[[ Quoted passage, beginning ]]

Vonda Hendrix, who survived sepsis, sitting in an ambulance. Vonda is an EMS first responder.

“I thought I was going to die”

Paramedic Vonda Hendrix has helped save many lives.

But she almost lost her own life, due to an often-deadly infection known as sepsis.

Several years ago, Vonda had a few spare hours in her week and was helping her daughter move back home.

"I was healthy and fine," Vonda said. "But that night, I noticed that I became extremely cold."

As soon as she finished moving her daughter's boxes into the house, she climbed into bed and fell asleep. Hours later, she awoke, shivering, and could barely move. She called for her daughter, who wrapped her in a blanket and drove her to Pelham Medical Center’s Emergency Department.

Vonda had symptoms of sepsis when her daughter drove her to the ER. Her blood pressure was low, she was delirious, had a rapid heart rate and a fever.

Doctors immediately treated her for dehydration, and they tested her blood for signs of an infection.

"I thought I was going to die, and I thought death would be better than how bad I felt," she said. "I was hot and shivering."

[[ Quoted passage, end ]]
[[ Data for analysis, beginning ]]

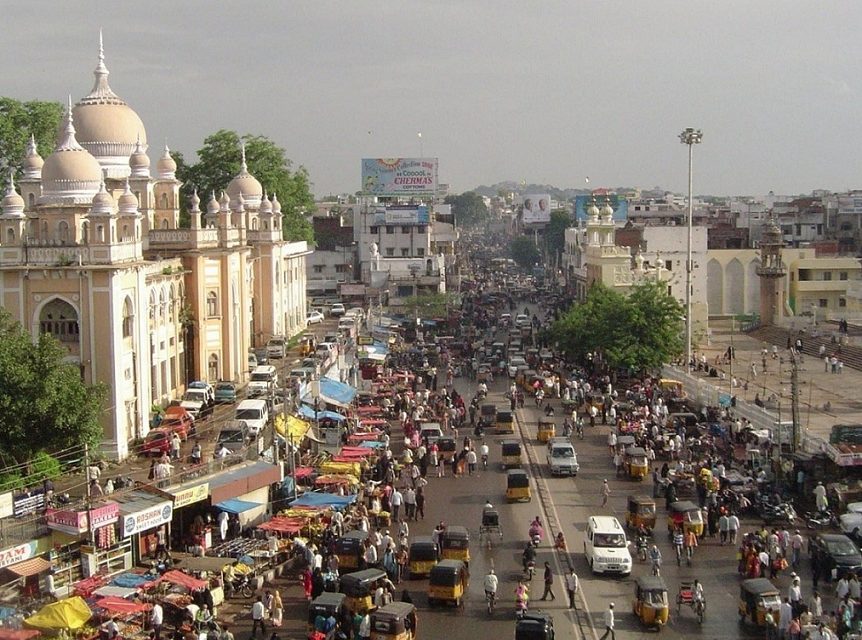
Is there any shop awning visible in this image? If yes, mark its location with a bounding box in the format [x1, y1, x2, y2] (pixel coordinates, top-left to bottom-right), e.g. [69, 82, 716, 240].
[156, 570, 209, 591]
[6, 558, 51, 577]
[214, 498, 261, 514]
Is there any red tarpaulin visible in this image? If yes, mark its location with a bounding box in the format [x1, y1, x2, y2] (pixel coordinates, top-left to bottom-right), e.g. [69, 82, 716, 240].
[257, 516, 305, 533]
[96, 596, 150, 615]
[156, 570, 207, 591]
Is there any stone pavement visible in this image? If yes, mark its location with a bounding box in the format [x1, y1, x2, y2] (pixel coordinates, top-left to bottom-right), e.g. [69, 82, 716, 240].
[695, 320, 862, 440]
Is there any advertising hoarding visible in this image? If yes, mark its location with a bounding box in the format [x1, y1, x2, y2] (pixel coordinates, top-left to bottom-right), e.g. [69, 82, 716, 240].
[521, 193, 551, 225]
[575, 193, 629, 222]
[362, 158, 437, 196]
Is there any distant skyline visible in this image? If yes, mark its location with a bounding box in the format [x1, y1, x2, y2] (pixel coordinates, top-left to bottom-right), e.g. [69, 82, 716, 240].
[0, 0, 862, 196]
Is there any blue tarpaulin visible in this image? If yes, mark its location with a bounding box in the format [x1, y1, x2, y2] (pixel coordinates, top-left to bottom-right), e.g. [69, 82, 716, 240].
[290, 491, 356, 511]
[215, 498, 260, 514]
[299, 404, 347, 422]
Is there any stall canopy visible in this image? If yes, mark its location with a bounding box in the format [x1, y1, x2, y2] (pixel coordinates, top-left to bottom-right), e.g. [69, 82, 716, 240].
[302, 378, 356, 407]
[215, 498, 260, 515]
[156, 570, 208, 591]
[290, 491, 356, 510]
[24, 596, 93, 631]
[299, 404, 347, 422]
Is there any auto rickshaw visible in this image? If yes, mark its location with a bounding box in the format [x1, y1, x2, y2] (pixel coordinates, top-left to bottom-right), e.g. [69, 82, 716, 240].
[428, 560, 470, 607]
[667, 500, 703, 538]
[308, 591, 347, 631]
[626, 495, 655, 531]
[500, 440, 522, 469]
[339, 569, 386, 615]
[623, 447, 649, 480]
[407, 536, 439, 579]
[536, 419, 557, 444]
[739, 578, 781, 627]
[335, 529, 368, 573]
[494, 409, 515, 434]
[632, 576, 670, 629]
[440, 525, 470, 567]
[371, 602, 418, 640]
[506, 469, 532, 502]
[515, 611, 554, 640]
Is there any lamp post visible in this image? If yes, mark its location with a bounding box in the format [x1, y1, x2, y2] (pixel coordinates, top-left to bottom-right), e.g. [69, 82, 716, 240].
[679, 127, 703, 372]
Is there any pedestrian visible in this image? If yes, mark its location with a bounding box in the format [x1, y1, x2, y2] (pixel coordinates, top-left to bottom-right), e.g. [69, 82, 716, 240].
[566, 567, 581, 609]
[602, 478, 611, 507]
[251, 596, 266, 635]
[539, 560, 557, 600]
[599, 602, 617, 640]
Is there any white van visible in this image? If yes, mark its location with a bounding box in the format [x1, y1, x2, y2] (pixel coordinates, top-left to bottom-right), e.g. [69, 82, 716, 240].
[234, 400, 269, 437]
[584, 516, 632, 576]
[248, 364, 278, 398]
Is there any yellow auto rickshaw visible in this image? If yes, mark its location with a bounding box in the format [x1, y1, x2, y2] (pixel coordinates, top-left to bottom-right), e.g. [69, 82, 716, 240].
[335, 529, 368, 573]
[339, 569, 386, 615]
[506, 469, 532, 502]
[623, 447, 649, 480]
[308, 591, 347, 631]
[626, 495, 655, 531]
[407, 536, 439, 579]
[371, 602, 418, 640]
[536, 418, 557, 444]
[667, 500, 703, 538]
[500, 440, 522, 469]
[440, 525, 470, 567]
[428, 560, 470, 607]
[494, 409, 515, 434]
[739, 578, 781, 627]
[632, 576, 670, 629]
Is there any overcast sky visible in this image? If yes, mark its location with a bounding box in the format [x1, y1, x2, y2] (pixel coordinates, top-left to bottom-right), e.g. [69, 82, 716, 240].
[0, 0, 862, 195]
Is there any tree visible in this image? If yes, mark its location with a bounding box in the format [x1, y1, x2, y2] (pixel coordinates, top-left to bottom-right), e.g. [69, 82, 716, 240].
[0, 98, 63, 181]
[551, 281, 684, 372]
[509, 236, 541, 269]
[443, 191, 490, 227]
[0, 309, 107, 467]
[177, 129, 314, 242]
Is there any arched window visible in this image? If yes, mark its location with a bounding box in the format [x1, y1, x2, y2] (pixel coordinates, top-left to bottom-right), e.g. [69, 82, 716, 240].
[207, 291, 219, 318]
[39, 298, 80, 342]
[123, 297, 135, 338]
[207, 353, 219, 380]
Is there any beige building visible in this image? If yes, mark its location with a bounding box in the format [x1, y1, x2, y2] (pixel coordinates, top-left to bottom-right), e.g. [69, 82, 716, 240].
[0, 42, 308, 458]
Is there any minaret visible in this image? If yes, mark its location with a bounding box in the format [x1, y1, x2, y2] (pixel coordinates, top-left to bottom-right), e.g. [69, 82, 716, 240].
[757, 215, 787, 326]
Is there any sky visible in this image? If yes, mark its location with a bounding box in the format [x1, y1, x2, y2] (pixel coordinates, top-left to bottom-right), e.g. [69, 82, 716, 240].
[0, 0, 862, 196]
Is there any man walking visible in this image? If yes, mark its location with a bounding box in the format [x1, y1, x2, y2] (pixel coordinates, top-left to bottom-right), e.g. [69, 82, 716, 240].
[566, 567, 580, 609]
[599, 602, 617, 640]
[540, 560, 557, 600]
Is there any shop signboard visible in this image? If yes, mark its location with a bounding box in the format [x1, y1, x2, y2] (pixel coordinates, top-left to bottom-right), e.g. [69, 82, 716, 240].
[174, 482, 210, 509]
[0, 540, 39, 568]
[46, 509, 90, 536]
[123, 502, 174, 538]
[90, 502, 120, 531]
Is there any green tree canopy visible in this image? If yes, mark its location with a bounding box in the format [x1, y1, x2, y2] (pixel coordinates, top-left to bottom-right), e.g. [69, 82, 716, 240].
[0, 309, 106, 466]
[0, 97, 63, 183]
[551, 282, 684, 372]
[180, 129, 314, 242]
[444, 191, 490, 227]
[509, 236, 541, 269]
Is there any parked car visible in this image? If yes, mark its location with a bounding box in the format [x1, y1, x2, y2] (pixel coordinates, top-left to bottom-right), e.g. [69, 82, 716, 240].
[216, 380, 236, 402]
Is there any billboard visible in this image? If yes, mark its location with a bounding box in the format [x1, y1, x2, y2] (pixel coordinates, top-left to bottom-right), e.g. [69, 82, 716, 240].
[362, 158, 437, 196]
[521, 193, 551, 225]
[575, 193, 629, 222]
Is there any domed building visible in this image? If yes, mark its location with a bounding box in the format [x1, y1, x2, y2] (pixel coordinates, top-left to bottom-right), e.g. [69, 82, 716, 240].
[0, 37, 309, 459]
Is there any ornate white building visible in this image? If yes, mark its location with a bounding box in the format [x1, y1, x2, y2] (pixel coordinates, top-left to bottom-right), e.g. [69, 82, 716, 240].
[0, 40, 308, 458]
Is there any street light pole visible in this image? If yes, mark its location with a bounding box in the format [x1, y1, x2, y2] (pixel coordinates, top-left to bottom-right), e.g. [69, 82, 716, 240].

[[ Data for analysis, end ]]

- _Exercise brief_: Summarize the passage about paramedic Vonda Hendrix in two sentences.

- _Response_: Paramedic Vonda Hendrix almost lost her life to sepsis several years ago, after she became extremely cold one night while helping her daughter move back home. Her daughter drove her to Pelham Medical Center's Emergency Department, where she had low blood pressure, delirium, a rapid heart rate and a fever, and doctors treated her for dehydration and tested her blood for signs of infection.